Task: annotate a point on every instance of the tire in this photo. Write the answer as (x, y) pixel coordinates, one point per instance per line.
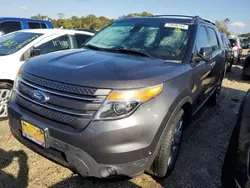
(5, 91)
(161, 164)
(214, 98)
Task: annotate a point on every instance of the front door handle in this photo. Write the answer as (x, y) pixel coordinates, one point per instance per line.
(212, 64)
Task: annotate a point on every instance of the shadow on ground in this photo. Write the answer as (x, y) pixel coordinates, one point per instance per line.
(9, 180)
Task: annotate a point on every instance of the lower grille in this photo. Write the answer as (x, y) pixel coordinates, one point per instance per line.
(75, 122)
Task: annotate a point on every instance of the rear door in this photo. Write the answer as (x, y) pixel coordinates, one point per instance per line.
(217, 62)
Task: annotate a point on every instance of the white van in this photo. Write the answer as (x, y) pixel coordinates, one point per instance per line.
(19, 46)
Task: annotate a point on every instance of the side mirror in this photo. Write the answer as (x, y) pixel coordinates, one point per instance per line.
(35, 52)
(206, 52)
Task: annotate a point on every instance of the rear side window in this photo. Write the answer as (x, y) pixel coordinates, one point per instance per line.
(9, 26)
(213, 40)
(202, 38)
(81, 39)
(43, 25)
(34, 25)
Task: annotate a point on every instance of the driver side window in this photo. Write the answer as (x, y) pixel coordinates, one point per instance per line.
(201, 39)
(59, 43)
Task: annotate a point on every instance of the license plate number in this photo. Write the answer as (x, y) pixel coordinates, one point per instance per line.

Instructions to follow:
Please quote every one of the records above word for word, leaving the pictures out.

Expected output:
Task: annotate a point on every instance of the tire in this photo. Write the answer as (x, y) pixel coordinates, one point per instance per line.
(5, 91)
(161, 164)
(214, 98)
Task: annotate a point on every instance of the front door handle in this photo. Write the answer as (x, y) pixel coordinates, one point per instance per line.
(212, 64)
Task: annotate a point on every instance of the shadow on ground in this photo. Write the answer as (x, y) pixel coordinates, one point per instance per line.
(9, 180)
Task: annotate a point on every instance of the lower grille in this photo. Write the answer as (x, y) pixel coordinates, one point per instance per line.
(75, 122)
Task: annotate a point on every instance of the rear door in this photo. Write the answer as (x, y) pixel coordinates, one point per instance per line.
(217, 62)
Task: annotate a point on every instance of the white van in this photo. Write the answer as (x, y) pixel coordinates, one point per instance per line.
(19, 46)
Task: annotate a point on every instance of the side mirror in this photo. Write the answer as (x, y) pixel coordinates, one point per instance per line.
(35, 52)
(206, 52)
Task: annotate a point on every instance of the rear side window in this photo. Write the answer as (x, y) pixel coordinates, one point per instance per line.
(9, 26)
(213, 40)
(202, 38)
(81, 39)
(43, 25)
(34, 25)
Task: annotate a point on every instance of the driver side window in this photo. Write the answer as (x, y) pixel coordinates, one point per instance per line.
(201, 39)
(59, 43)
Task: annotate a point on every instance of the license plate number in this photo. Write the answer as (x, y) pixel coordinates, one point per instance per line.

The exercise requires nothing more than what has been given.